### INSTRUCCIÓN A
Enumera todas las líneas de las entradas donde aparece la palabra "with" y cópialas completas.

Por Héctor Abad Faciolince
| 12 de Abril, 2013
Traducido a 56 idiomas,
publicado en 150 países, con más de 54 millones de libros vendidos, a
Paulo Coelho hay que reconocerle al menos una virtud: es una mina de oro
para sí mismo y para las editoriales. En su libro de mayor éxito, El alquimista
(1988), un pastor de ovejas andaluz viaja hasta las pirámides de Egipto
en busca de un tesoro. Antes de llegar a su destino se encuentra con el
gran mago que posee los dos pilares de la sabiduría alquímica, es
decir, sabe destilar el elíxir de la larga vida y ha fabricado un huevo amarillo, la piedra filosofal, con cuya ralladura se puede convertir en oro cualquier otro metal.
En su viaje hacia las tumbas de los
faraones el alquimista le ha revelado al muchacho otro secreto: “Cada
hombre sobre la faz de la tierra tiene un tesoro que lo está esperando”.
Luego le explica que si no todos encontramos este tesoro personal, es
porque “los hombres ya no tienen interés en encontrarlo”. Sospecho que
muchos desgraciados se consuelan creyendo semejante ingenuidad. Vista
descarnadamente, es sólo una simpleza o una pía ilusión. Sin embargo hay
algo que tenemos que conceder, y es que sin duda Paulo Coelho encontró
su propio tesoro, en cierto sentido su piedra filosofal: la
ralladura sosa y rosa y empalagosa de su prosa se convierte —como por
arte de magia— en oro editorial, en millones de copias de consumo masivo
de mediocridad. Pero ¿cómo lo hace? ¿Y por qué, siendo un escritor tan
rudimentario en el uso del lenguaje, tan pobre en el pensamiento y tan
elemental en sus recursos estilísticos, consigue tocar la sensibilidad
de tanta gente?

### INSTRUCCIÓN B
Escribe cómo sigue el texto sobre Paulo Coelho a partir de donde termina.

(Extractos de datos para señalar)
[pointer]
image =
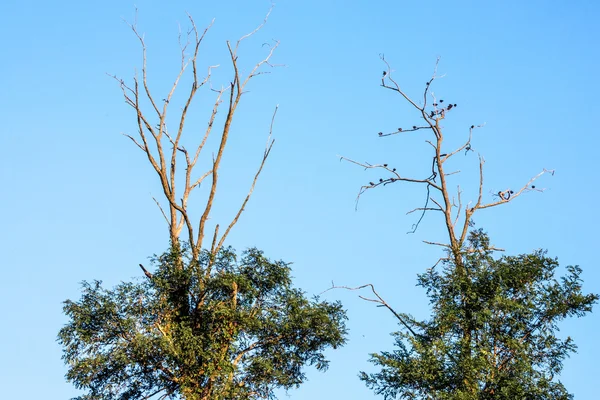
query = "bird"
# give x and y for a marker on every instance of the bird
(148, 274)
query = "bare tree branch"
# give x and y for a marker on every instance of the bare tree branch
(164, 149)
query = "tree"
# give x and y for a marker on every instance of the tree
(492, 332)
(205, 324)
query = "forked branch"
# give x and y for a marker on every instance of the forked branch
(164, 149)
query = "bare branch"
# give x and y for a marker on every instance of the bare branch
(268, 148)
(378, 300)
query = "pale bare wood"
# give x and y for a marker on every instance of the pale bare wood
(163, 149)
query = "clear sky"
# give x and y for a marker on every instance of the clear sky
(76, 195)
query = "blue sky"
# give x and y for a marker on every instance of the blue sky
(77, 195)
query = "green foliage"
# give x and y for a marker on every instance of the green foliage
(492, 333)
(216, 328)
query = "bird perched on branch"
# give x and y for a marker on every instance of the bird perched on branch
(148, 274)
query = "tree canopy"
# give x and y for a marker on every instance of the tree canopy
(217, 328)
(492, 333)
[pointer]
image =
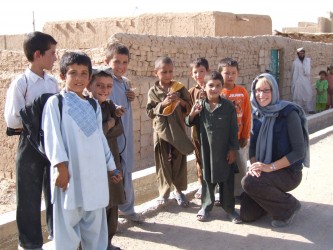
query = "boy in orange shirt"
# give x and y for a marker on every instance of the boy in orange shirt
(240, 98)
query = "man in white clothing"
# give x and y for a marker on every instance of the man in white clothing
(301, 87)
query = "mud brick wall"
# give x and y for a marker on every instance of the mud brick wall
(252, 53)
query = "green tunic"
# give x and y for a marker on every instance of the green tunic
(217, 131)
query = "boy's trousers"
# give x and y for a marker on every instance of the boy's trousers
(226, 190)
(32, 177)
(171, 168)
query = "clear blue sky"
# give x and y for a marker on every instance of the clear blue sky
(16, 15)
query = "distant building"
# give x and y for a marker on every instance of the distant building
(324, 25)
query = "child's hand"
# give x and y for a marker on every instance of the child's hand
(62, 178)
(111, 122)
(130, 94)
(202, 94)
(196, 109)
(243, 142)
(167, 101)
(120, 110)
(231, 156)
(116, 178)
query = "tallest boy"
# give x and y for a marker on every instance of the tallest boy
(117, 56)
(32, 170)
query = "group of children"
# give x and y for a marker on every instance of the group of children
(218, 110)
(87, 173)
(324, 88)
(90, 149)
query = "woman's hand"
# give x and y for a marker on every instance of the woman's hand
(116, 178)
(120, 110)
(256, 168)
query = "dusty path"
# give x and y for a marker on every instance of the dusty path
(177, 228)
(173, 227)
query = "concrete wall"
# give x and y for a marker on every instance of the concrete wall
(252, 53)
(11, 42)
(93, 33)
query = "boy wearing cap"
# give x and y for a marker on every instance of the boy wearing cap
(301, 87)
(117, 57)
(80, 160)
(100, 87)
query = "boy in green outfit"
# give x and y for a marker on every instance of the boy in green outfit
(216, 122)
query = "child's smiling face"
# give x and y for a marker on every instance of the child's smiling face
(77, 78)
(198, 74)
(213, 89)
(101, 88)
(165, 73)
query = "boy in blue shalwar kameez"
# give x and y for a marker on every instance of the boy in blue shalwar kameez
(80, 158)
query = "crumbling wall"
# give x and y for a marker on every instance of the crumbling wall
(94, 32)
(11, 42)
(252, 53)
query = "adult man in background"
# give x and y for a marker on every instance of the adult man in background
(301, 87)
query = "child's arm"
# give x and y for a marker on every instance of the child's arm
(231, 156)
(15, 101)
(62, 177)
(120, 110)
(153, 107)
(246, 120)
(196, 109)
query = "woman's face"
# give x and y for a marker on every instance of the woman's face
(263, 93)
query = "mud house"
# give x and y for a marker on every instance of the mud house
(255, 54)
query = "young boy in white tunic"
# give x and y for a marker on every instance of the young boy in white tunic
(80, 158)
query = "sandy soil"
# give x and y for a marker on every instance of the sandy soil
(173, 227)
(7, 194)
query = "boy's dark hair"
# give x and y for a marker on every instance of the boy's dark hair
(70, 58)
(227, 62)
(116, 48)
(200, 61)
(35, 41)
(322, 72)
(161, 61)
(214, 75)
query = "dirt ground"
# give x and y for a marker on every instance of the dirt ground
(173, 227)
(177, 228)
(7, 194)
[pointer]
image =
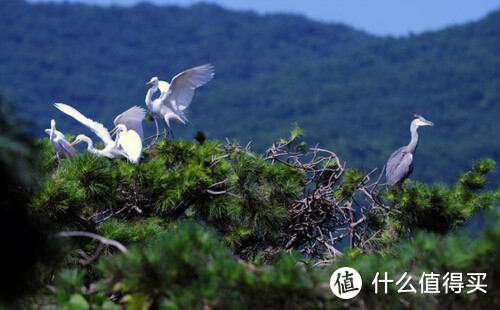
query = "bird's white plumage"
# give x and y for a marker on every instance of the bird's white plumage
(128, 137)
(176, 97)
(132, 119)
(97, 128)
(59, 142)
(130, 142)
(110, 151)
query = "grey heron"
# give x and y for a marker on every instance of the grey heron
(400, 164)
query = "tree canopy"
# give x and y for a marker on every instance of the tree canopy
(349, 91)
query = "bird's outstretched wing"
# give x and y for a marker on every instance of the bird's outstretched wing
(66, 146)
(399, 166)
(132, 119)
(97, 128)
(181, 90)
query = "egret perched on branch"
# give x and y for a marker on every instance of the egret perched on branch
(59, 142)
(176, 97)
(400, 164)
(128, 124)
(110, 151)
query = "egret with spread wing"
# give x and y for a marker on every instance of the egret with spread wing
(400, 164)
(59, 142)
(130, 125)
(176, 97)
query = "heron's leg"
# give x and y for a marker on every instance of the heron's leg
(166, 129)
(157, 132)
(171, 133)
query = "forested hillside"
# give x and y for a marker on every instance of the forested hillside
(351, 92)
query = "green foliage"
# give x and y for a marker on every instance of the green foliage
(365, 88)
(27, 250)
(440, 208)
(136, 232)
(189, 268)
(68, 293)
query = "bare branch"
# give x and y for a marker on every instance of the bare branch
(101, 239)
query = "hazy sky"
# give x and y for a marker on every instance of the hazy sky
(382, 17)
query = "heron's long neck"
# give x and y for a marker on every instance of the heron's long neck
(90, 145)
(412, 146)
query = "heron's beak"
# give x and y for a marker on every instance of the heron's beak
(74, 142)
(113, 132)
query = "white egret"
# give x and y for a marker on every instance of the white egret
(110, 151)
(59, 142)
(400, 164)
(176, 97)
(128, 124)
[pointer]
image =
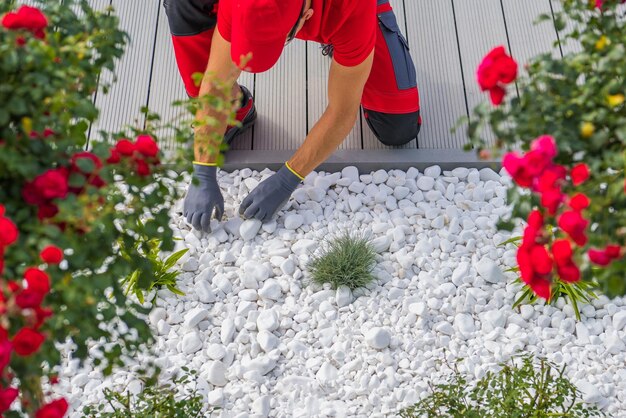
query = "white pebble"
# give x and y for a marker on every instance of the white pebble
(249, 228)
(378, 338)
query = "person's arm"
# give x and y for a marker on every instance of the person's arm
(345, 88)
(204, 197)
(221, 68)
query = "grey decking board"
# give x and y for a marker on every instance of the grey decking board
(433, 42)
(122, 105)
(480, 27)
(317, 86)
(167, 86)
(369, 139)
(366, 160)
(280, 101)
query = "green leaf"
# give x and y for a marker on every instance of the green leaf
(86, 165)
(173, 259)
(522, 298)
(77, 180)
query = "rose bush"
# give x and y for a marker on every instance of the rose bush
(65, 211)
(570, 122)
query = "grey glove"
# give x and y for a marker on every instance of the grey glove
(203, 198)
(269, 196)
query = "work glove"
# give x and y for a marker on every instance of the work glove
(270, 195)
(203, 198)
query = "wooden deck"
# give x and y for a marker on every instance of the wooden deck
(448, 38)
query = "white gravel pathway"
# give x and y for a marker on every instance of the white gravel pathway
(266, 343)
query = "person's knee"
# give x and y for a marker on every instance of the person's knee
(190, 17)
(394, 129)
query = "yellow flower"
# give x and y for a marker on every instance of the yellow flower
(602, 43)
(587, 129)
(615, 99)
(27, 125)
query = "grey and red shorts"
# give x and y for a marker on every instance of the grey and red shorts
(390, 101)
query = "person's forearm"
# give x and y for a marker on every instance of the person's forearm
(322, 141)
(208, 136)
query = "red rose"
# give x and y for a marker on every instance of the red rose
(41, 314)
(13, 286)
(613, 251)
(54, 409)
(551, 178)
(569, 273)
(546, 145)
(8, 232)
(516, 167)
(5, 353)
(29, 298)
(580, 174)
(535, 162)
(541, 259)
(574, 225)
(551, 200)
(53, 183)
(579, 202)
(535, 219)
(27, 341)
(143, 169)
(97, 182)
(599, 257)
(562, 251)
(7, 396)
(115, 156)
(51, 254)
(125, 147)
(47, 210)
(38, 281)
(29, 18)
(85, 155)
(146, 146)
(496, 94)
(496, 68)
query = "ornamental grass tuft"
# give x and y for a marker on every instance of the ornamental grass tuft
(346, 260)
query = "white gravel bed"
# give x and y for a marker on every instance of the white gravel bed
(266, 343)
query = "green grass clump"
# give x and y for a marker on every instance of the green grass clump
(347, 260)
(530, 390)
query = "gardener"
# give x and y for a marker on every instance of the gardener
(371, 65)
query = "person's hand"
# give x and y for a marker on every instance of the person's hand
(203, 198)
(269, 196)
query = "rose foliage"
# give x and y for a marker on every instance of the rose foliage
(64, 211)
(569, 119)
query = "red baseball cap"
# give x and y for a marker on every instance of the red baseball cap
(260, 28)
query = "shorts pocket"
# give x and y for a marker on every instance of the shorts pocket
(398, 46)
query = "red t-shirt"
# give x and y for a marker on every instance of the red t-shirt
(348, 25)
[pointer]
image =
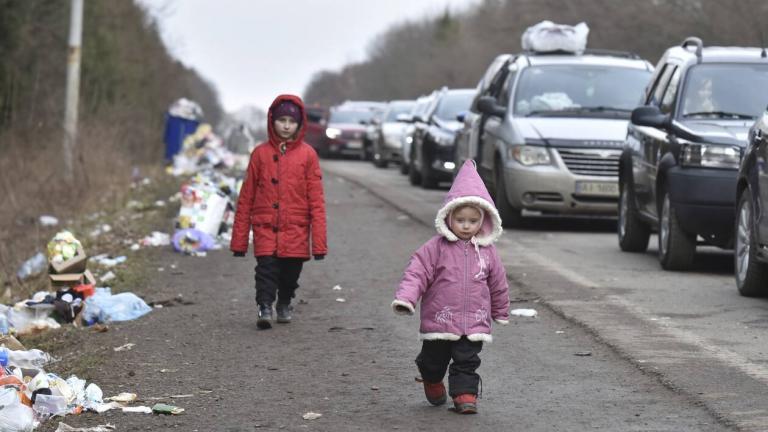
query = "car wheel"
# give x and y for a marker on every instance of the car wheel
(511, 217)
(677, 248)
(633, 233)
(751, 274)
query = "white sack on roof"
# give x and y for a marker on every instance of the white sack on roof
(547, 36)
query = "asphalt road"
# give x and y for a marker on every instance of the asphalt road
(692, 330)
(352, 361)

### RESULTADO FINAL A
query = "egret with spread wing"
# give x and y for a marker on every instance of the egret with spread wing

### RESULTADO FINAL B
No voy a dar la respuesta más obvia e
inmediata, la que todos dan: Si Coelho vende por sí solo más libros que
todos los demás escritores brasileños juntos, esto se debe precisamente a
que sus libros son tontos y elementales. Si fueran libros profundos,
complejos literariamente, con ideas serias y bien elaboradas, el público
no los compraría porque las masas tienden a ser incultas y a tener muy
mal gusto. Claro que en los millones de ejemplares vendidos hay algo de
esto. Pero también existen muchísimos libros tan malos como los de
Coelho que no tienen ningún éxito y, al contrario, hay unos cuantos
libros excelentes y literariamente impecables que se venden por
millones. En vez de tranquilizarnos con respuestas facilistas y
tautológicas (el vulgo es vulgar, el mercadeo vende), conviene examinar
con cuidado los libros de Coelho y no desdeñarlos de entrada con altivo
esnobismo. Me he impuesto el ejercicio de leerlos para tratar de
descubrir en qué estrategias temáticas y narrativas podría residir su
extraordinario éxito editorial.
La primera respuesta que me di, apenas
empezando la lectura de algunos de sus libros, fue que quizá Coelho
disfrazaba de misterio y asombro las puras tonterías. Oigan esta, por
ejemplo: “Era un día caluroso y el vino, por uno de estos misterios
insondables, conseguía refrescar un poco su cuerpo”. De verdad, qué
misterio insondable que un líquido quite la sed. Después me di cuenta de
que sus técnicas narrativas no se agotan en la simple estupidez; son
algo más hábiles y algo menos burdas.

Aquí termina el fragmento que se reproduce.